→ GOAL A
Reproduce word for word the part of the forum thread on papal infallibility that begins with the words "Check out this" and ends with "dudley (Jun 30, 2009)".
→ GOAL B
Write the next part of the forum thread on papal infallibility, picking up right after its final sentence.

→ PROVIDED TEXT
■ ■ ■ ■

# The Infallibility of the Pope



## apaleífo̱ (Jun 30, 2009)

Check out this question and answer exchange on a Catholic forum regarding the infallibility of the Pope:

How can corrupt Church leaders be infallible? - Catholic Answers Forums

Interesting how few Scriptural quotes are used throughout the entire explanation...


----------



## dudley (Jun 30, 2009)

*My proof of The fallicy of the papacy and papal infallibility*

I am today a Reformed Protestant and a confessed Presbyterian.I was a Roman catholic till 3 years ago. I have said in a few earlier posts I initially became an Episcopalian in 2006 after leaving the Roman catholic church because I was comfortable with the similarities to the Roman church and while I began to reject the pope I was still very Roman catholic in many ways and also wanted a sacramental church like Roman Catholicism but without the pope, Anglicanism and The Episcopal church was what made sense to me.

However even before the summer of 2007 I began to question Roman Catholicism entirely and began a study of the Protestant Reformation. What led me on a deeper search for the truth was however a statement made by The Vatican and the pope in July 2007 that the Protestant and Orthodox faiths as “not proper Churches.” I was appalled and I said I left Rome at first because I believed the current pope was going back to pre Vatican ii teachings.

The document said that the Orthodox church suffered from a “wound” because it did not recognize the primacy of the Pope. The wound was “still more profound” in Protestant denominations, it added. 
It was “difficult to see how the title of ‘Church’ could possibly be attributed to them,” said the statement from the Congregation for the Doctrine of the Faith. Roman Catholicism was “the one true Church of Christ.” 

The document said that the Second Vatican Council's opening to other faiths – including “ecclesial communities originating with the Reformation” – had recognized there were “many elements of sanctification and truth” in other Christian denominations, but had also emphasized that only Catholicism was fully Christ's Church.

■ ■ ■ ■

→ MATERIAL PROVIDED
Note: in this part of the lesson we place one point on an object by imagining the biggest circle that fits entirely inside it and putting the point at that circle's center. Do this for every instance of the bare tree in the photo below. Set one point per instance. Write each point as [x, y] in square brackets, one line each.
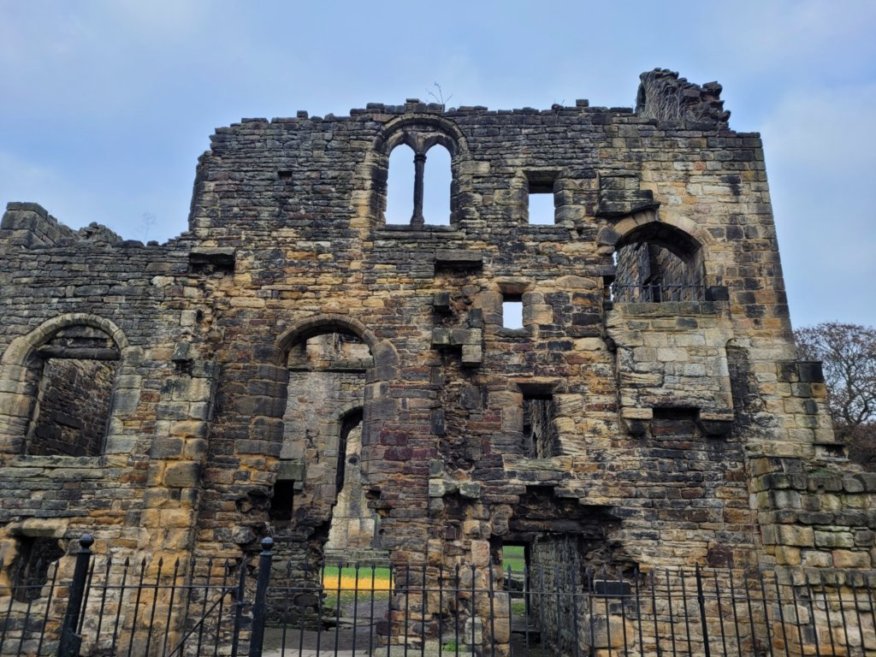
[848, 354]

■ ■ ■ ■

→ TASK RESULT A
Check out this question and answer exchange on a Catholic forum regarding the infallibility of the Pope:

How can corrupt Church leaders be infallible? - Catholic Answers Forums

Interesting how few Scriptural quotes are used throughout the entire explanation...


----------



## dudley (Jun 30, 2009)

→ TASK RESULT B
I began to see that nothing new was really said, but that document in my mind did clarify the way in which the Vatican has torn apart Christianity because of its lust for power. They remind us that in their view that to be a true church one has to accept the ludicrous idea that the Pope is in some special way the successor of the apostle Peter and the supreme earthly leader of the Church. 

I had already begun to understand that these claims cannot be justified, biblically, or historically, yet they had been used not only to divide Christians but to persecute them and put them to death. 

It was then that I openly stated and wrote to many that I renounce the errors and pretensions of Roman Catholicism and its false teachings and I further disclaim her bishop of Rome, the pope to be the successor of Peter and the head of Christ's church. It was then I began to not only renounce the pope but Roman Catholicism entirely. 

I wrote this also when I was received into the Presbyterian church.
Although not required I found it necessary on my part to do it this way. 

I wrote the following to the elders and the Presbyterian minister and brought it to a meeting I had to be examined by them before making a Public confession of faith a few Sundays later in the Sunday service. It was not required but I wanted to do it.

I have encouraged the other roman catholic converts to do something similar and they have. I do because I believe that a roman catholic needs to reject openly roman catholicism and her pope to be truly free and experience a true protestant conversion after being born again by Gods amazing grace. As you said and I corcur also "and it's doctrine has a "Christian" appearance while not being Christian at all." 

I Dudley Davis reject all the traditions and teachings of the Roman Catholic church and as a Protestant I accept, embrace and believe the following as part of my Christian Reformed Protestant faith

I believe in the God of the Bible
I believe that the bible is the inspired word of God
I believe God is trinity, one God in three persons
I believe Jesus Christ is very God of very God
I believe that the Christ has come in the flesh
I believe in the resurrection of the dead
I believe in eternal judgment

I believe in a heaven and a hell and that all who are elected by the saving grace of God and accept Jesus Christ as their Redeemer and thus are born again in Jesus Christ as believers of His Gospel and live the life of evangelizing his good news will be with his Father in Gods Kingdom of Heaven for all eternity.

I believe in justification by faith alone.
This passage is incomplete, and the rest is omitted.